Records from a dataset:
※ ※ ※

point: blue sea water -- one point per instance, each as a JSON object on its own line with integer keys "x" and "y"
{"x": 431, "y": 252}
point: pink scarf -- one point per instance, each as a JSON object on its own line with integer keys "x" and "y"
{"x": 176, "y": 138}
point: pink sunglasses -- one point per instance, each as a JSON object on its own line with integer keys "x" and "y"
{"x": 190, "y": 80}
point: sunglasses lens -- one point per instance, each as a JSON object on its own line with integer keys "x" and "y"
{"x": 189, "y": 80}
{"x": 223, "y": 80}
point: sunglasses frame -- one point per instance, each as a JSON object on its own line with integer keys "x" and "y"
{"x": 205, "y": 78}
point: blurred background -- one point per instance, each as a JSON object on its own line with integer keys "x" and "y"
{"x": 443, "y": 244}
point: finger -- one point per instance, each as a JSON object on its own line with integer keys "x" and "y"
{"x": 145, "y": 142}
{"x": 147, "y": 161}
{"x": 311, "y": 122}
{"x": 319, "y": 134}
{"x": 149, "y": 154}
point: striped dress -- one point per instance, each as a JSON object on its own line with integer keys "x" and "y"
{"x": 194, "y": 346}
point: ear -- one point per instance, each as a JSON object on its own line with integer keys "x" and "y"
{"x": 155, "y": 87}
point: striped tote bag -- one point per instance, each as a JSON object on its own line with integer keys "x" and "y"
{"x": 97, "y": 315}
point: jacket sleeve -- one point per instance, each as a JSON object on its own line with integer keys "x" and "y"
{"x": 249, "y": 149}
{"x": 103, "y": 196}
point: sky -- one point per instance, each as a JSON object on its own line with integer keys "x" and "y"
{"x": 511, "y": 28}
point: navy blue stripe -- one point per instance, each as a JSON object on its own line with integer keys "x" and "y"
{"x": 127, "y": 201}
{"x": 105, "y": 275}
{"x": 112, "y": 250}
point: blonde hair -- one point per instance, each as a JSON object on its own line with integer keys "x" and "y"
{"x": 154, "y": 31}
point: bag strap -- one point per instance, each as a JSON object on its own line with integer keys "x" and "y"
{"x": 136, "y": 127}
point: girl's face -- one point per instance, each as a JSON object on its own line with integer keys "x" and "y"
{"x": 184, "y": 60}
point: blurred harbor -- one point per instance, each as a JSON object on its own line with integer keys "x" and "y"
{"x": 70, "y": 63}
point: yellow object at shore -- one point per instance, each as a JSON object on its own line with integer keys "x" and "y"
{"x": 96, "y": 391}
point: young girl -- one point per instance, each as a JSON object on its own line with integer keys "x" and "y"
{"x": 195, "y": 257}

※ ※ ※

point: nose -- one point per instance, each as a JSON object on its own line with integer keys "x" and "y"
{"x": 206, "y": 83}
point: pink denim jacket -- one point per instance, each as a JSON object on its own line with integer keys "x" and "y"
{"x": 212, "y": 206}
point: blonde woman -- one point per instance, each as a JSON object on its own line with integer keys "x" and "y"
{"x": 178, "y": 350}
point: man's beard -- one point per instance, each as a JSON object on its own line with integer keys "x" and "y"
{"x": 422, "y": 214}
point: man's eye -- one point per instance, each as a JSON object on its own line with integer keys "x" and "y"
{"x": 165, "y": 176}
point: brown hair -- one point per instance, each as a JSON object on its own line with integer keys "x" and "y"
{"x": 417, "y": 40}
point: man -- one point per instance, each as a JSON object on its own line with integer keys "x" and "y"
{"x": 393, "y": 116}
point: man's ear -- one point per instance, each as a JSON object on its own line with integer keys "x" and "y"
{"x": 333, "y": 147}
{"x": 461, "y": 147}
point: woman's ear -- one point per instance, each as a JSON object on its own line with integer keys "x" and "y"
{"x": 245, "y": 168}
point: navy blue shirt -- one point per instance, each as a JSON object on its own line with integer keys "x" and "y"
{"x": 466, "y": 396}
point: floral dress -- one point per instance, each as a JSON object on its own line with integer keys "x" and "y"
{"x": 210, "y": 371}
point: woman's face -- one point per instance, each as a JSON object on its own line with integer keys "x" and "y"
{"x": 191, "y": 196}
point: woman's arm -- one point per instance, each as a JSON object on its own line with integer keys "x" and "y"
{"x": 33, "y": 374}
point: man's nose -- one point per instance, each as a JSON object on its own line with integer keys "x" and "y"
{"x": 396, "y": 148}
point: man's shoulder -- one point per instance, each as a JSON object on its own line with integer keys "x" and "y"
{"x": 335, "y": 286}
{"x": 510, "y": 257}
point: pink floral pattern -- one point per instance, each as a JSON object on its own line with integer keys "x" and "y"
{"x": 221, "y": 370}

※ ※ ※

Exercise task: Select every line of the data above that contains the word "navy", and copy each one. Case counts.

Complete answer:
point: navy blue stripe -- one point per instance, each as a JSON object on its own line with integer keys "x" and "y"
point: navy blue shirt -- one point per instance, each as a JSON object on its own line with integer keys "x" and "y"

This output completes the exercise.